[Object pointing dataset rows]
____

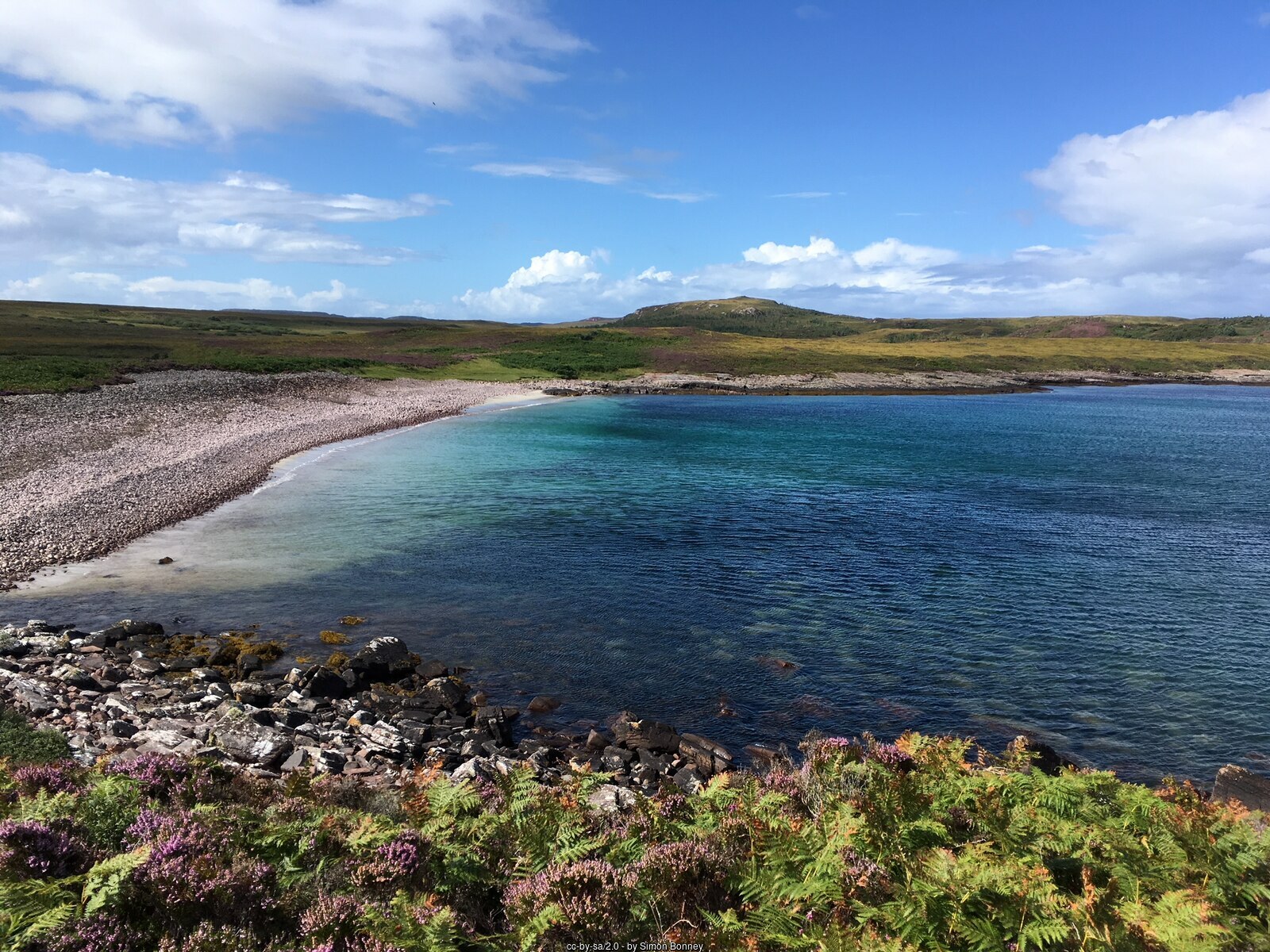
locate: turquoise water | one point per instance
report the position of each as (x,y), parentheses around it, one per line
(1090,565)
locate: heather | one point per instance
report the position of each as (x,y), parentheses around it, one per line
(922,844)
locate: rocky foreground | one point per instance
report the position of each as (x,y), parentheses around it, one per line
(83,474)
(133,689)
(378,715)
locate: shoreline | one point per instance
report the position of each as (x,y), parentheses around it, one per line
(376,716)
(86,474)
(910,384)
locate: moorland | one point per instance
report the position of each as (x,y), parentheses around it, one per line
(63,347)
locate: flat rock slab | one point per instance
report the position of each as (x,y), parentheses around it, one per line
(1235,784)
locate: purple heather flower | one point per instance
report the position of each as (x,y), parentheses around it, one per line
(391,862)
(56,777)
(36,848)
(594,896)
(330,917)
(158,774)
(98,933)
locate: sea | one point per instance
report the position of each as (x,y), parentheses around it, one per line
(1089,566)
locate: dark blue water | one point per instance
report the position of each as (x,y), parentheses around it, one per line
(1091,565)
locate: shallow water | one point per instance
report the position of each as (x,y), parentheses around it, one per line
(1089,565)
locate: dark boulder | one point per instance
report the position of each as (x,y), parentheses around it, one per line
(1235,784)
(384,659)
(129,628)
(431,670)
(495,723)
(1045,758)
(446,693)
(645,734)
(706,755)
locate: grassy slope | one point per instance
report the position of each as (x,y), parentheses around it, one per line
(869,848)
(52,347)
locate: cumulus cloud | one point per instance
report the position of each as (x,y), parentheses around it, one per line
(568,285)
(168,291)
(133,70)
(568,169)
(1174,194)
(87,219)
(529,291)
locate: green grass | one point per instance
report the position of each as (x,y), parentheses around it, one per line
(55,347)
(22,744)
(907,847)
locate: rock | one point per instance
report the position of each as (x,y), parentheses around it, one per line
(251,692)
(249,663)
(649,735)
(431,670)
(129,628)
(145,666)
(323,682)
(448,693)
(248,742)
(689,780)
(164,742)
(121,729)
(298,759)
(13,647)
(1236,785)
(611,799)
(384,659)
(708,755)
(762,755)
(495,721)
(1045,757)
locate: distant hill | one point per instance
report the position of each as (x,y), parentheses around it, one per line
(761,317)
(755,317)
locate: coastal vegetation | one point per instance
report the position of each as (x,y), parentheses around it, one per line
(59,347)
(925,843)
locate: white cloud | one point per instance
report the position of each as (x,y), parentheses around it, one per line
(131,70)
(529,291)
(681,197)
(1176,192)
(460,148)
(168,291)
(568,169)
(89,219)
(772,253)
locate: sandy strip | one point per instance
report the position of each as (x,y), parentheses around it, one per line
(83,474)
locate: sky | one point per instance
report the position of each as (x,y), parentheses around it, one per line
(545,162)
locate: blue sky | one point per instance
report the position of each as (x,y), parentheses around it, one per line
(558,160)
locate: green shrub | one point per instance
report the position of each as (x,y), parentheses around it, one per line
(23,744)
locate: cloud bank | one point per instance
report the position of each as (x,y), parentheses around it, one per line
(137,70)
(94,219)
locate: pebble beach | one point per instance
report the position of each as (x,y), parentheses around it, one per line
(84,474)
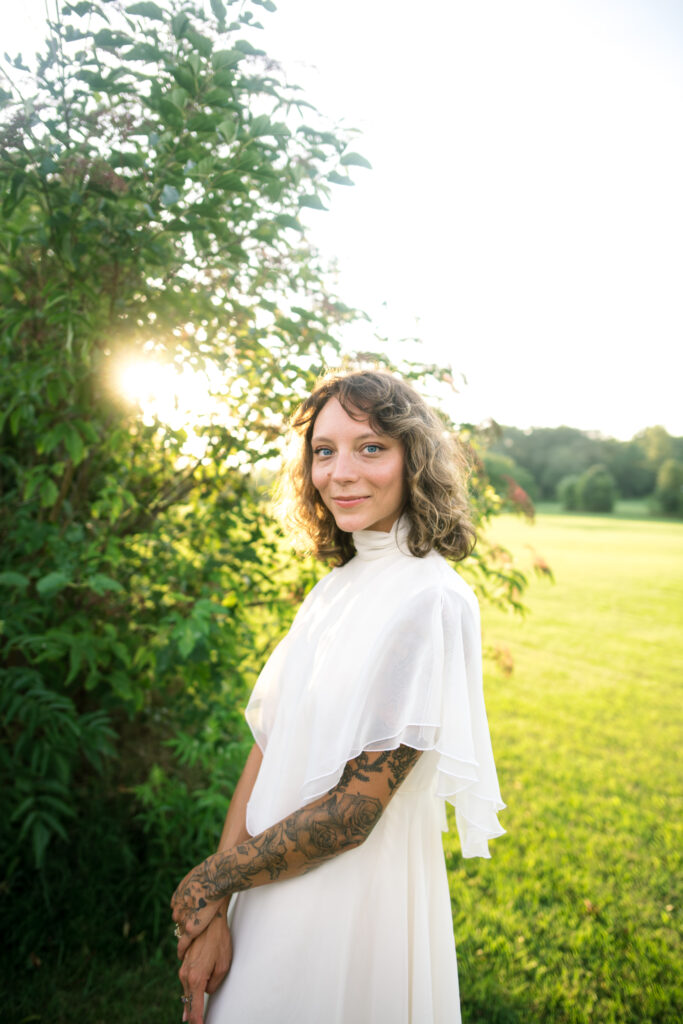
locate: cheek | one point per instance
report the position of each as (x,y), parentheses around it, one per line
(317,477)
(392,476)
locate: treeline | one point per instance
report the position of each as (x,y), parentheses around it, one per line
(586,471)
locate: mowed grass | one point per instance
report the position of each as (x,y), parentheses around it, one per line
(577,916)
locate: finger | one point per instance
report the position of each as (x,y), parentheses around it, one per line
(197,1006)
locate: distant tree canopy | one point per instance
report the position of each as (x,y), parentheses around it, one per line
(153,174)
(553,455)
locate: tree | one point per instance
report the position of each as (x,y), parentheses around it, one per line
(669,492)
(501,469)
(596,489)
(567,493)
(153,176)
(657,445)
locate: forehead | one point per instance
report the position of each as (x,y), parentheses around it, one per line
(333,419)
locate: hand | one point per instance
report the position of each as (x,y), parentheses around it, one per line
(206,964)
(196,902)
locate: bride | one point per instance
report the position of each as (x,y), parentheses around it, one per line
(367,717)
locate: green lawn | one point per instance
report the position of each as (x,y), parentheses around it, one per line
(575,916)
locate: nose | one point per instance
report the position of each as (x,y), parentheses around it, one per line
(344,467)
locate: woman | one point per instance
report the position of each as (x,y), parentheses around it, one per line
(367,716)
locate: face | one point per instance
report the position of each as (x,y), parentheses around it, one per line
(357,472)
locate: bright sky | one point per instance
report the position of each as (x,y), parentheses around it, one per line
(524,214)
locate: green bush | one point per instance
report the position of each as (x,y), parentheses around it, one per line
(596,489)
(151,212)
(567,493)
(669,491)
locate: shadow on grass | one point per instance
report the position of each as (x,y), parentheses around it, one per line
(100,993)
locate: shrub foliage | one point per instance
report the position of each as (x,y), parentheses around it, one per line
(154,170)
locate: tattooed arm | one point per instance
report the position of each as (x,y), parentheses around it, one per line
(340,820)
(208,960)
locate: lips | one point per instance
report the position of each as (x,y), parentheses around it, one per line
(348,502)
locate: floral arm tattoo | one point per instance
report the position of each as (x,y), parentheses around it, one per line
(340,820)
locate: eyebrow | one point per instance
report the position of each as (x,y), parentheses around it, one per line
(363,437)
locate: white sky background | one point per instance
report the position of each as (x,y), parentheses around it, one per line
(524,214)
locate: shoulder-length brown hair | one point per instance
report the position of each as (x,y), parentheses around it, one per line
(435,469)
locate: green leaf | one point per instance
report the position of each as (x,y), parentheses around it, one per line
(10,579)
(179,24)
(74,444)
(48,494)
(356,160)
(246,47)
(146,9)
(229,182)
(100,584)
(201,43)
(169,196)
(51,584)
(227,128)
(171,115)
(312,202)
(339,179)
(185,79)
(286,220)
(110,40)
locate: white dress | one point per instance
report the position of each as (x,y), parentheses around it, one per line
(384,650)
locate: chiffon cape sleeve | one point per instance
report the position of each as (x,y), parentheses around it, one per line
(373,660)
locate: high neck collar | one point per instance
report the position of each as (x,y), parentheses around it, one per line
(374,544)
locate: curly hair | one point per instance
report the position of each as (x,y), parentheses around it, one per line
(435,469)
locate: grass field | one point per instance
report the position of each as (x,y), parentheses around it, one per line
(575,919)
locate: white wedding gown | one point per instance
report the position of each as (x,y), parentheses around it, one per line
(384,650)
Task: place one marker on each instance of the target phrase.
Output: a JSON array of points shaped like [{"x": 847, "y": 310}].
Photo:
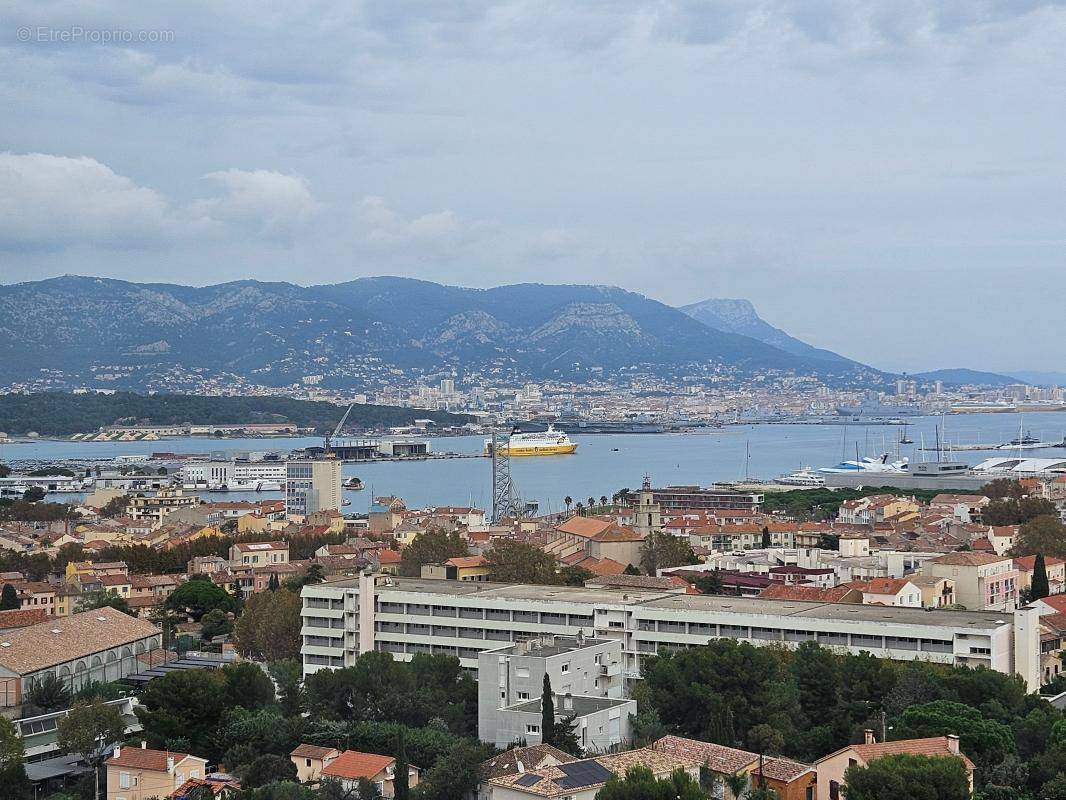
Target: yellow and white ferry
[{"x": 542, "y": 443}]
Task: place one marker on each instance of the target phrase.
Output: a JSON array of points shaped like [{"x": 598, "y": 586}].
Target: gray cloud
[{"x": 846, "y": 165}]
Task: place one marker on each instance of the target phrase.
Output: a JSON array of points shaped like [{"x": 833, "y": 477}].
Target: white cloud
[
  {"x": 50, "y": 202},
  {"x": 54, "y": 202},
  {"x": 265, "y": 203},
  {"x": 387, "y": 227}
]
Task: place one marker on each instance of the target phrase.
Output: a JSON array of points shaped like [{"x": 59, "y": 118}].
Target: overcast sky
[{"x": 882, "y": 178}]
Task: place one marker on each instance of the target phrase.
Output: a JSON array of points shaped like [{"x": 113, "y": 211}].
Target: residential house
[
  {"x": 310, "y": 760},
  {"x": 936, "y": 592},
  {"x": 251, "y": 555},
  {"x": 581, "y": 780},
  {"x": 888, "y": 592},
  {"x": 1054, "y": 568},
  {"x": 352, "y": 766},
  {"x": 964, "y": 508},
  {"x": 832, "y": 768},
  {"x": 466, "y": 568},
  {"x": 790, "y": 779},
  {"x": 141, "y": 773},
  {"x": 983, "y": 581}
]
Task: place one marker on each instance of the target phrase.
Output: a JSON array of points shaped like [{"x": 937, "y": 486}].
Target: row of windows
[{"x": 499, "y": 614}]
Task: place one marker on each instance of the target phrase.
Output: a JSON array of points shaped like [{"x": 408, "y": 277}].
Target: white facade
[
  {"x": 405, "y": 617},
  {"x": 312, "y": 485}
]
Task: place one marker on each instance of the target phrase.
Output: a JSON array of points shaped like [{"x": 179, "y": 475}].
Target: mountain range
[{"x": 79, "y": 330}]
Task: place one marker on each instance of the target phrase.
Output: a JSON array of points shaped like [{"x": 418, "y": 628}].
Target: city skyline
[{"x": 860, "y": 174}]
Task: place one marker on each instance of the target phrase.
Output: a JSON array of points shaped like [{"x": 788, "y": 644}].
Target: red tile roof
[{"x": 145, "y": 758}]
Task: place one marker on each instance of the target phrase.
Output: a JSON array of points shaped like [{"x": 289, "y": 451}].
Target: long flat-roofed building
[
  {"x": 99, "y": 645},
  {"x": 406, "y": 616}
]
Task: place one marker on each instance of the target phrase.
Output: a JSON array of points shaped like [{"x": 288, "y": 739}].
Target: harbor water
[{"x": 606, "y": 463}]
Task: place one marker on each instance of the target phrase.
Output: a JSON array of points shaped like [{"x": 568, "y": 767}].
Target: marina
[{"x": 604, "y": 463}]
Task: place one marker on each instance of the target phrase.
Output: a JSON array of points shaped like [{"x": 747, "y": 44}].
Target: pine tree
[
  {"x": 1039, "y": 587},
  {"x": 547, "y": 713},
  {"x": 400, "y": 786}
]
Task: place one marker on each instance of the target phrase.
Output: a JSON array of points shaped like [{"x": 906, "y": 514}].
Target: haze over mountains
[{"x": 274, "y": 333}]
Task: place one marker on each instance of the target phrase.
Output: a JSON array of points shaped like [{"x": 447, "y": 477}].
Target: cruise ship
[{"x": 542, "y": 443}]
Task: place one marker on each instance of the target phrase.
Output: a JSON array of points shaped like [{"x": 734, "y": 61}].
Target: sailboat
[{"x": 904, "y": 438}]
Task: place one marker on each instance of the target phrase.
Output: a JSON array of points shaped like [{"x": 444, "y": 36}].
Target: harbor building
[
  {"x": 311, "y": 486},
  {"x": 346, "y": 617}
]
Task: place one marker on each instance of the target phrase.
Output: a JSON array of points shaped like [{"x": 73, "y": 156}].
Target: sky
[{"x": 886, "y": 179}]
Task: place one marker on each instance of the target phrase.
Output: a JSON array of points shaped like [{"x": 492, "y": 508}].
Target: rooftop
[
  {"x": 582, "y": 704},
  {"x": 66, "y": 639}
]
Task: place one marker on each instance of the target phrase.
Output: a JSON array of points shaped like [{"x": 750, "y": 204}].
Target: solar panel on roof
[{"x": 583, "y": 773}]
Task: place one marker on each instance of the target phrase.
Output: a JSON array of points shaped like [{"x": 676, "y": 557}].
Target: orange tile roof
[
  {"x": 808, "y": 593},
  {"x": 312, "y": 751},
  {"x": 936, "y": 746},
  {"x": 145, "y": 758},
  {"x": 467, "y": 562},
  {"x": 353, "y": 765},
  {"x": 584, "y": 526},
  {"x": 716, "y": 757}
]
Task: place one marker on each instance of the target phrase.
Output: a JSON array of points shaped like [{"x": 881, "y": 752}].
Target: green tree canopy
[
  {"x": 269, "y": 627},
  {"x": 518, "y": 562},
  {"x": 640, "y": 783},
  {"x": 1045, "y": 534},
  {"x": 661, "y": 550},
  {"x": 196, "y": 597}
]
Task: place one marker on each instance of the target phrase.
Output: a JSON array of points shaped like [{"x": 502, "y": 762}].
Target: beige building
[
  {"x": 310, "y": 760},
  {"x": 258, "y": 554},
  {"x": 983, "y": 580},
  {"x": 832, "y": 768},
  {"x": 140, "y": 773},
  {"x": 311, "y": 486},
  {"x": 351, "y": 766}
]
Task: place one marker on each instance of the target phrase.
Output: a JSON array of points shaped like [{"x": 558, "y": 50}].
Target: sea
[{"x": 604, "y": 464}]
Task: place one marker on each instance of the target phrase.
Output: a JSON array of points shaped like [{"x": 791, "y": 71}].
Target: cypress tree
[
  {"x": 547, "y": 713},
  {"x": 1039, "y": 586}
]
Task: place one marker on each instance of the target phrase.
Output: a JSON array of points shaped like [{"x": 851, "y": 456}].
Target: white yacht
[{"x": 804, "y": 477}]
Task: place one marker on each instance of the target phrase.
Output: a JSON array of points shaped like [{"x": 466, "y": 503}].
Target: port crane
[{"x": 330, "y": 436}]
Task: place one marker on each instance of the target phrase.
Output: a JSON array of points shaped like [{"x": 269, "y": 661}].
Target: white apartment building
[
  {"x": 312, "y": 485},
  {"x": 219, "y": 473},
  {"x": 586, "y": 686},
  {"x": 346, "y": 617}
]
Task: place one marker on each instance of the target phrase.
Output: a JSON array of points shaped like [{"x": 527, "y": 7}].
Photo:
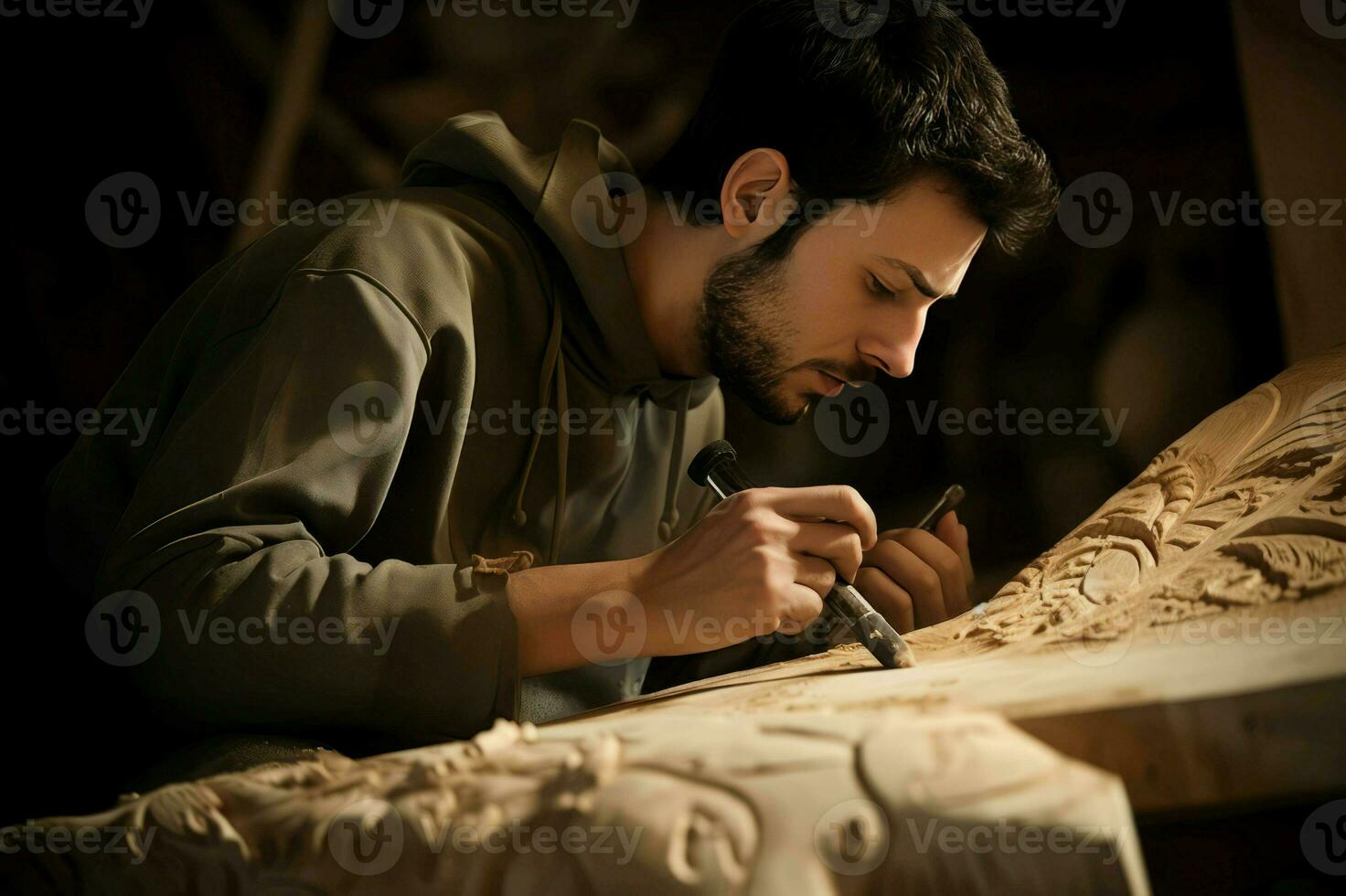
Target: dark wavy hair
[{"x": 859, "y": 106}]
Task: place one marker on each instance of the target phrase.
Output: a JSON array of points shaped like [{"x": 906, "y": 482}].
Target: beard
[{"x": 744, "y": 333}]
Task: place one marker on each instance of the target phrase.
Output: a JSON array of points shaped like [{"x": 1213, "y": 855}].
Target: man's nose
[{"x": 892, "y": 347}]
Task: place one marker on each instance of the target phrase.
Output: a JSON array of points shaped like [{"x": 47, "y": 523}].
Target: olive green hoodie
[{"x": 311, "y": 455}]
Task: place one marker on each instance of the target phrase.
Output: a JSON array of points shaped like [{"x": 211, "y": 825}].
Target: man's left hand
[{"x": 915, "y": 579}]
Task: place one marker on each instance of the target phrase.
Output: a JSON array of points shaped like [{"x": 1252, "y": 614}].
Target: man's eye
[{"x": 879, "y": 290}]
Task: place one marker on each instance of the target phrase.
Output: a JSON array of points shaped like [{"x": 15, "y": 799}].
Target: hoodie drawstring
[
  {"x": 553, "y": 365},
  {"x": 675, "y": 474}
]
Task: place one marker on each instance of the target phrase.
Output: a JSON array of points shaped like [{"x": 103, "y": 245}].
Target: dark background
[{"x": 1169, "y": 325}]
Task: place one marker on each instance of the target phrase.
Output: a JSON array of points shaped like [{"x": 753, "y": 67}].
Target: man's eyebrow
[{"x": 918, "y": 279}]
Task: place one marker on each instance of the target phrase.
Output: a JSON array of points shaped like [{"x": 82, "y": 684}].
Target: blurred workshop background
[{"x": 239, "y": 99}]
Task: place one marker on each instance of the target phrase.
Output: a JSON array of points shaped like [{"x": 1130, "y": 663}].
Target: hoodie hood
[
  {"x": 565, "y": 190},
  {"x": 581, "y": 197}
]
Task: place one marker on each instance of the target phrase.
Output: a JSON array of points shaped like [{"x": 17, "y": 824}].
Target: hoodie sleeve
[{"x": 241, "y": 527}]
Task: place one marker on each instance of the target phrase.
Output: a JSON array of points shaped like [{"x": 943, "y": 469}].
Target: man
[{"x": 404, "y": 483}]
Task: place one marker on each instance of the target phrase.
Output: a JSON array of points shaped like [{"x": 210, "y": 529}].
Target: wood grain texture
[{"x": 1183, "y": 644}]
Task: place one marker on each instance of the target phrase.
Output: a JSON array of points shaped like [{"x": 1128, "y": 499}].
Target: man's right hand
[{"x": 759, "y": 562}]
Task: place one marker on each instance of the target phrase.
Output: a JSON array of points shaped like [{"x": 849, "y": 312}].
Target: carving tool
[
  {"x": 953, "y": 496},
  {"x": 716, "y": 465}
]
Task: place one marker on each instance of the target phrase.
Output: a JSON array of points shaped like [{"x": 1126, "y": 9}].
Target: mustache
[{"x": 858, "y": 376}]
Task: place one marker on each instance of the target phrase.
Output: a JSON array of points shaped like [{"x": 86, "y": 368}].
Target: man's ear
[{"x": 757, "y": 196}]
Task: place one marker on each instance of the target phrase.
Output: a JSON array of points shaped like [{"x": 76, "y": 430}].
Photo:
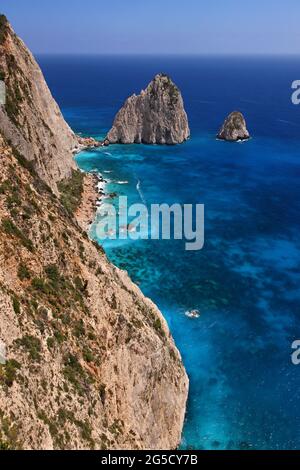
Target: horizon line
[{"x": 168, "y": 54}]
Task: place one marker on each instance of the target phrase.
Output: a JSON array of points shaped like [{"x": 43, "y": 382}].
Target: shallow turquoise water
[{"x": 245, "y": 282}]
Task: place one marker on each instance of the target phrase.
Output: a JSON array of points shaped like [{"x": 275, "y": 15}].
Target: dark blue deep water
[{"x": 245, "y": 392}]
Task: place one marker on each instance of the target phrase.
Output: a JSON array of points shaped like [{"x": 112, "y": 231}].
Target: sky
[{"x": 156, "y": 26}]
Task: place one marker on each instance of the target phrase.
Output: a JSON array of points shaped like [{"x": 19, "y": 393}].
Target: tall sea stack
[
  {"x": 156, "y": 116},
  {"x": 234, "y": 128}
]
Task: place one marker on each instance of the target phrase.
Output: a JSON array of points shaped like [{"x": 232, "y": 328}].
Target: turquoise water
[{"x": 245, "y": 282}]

____

### Stated exercise:
Pick out every line above that contains the string "eyebrow", matching its case exactly.

### Response for this exercise:
locate: eyebrow | one point per instance
Target: man's eyebrow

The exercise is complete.